─── Document
2. Network Egress Filtering¶

Each container has an independent network namespace with:

Default deny: No outbound traffic unless explicitly allowed
Domain allowlists: Wildcard support (e.g., *.github.com)
DNS filtering: Queries logged and filtered
iptables rules: Enforced at the kernel level

3. Credential Management¶

Secrets never appear in configuration files:

HashiCorp Vault: Production-grade dynamic secrets
SOPS: Encrypted files for team environments
Environment injection: Secrets delivered at container startup, cleaned on stop
Secret scanning: Detect credentials in tool output before returning to agent

4. Audit Logging¶

Every operation is logged to an append-only SQLite database:

Event types: Requests, responses, tool calls, security decisions
Sensitive data redaction: API keys, passwords, JWT tokens automatically scrubbed
Correlation IDs: Track requests across the entire pipeline
Retention policies: Configurable cleanup (default 90 days)
──────
─── Dataset content
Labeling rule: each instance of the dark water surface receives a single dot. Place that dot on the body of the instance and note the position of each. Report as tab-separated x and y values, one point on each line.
──────
*Short problem*.
Please translate this sentence from the container security text into Spanish: "Every operation is logged to an append-only SQLite database." These lines have no connection to the container security text.

*Result for this task*.
Cada operación se registra en una base de datos SQLite de solo adición.